Objet de l'exercice:
D'après la définition citée dans la chronique sur la Wallonie et le Québec, qu'est-ce qui constitue la condition endémique des nations établies ?

Texte cité:
^^^^

Penser Wallonie, penser Québec

Chronique de José Fontaine

Je pense au Québec tout en sachant que Wallonie et Québec sont très, très différents. Mais, au-delà des différences, il y a les analyses politiques conjointes que l'on peut faire.
Deux grandes analyses
Revenons sur cette définition du nationalisme ordinaire : « l’ensemble des habitudes idéologiques qui permettent aux nations occidentales établies d’être reproduites (...) ces habitudes ne sont pas extérieures à la vie quotidienne, comme l’ont supposé certains observateurs. Chaque jour la nation est indiquée, ou «balisée» (flagged) dans la vie des citoyens. Le nationalisme, loin d’être une humeur intermittente dans les nations établies, en est la condition endémique. »

^^^^

Informations fournies:
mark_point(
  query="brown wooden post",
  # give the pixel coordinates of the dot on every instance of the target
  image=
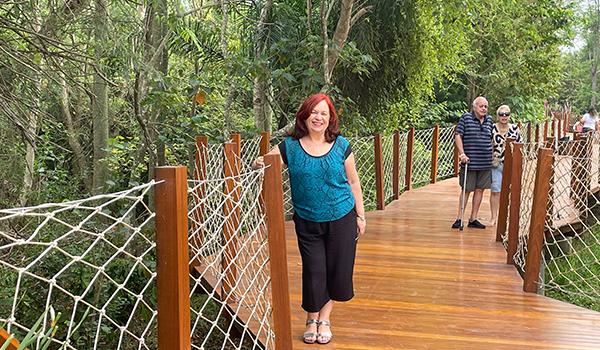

^^^^

Réponse ci-dessous:
Le nationalisme.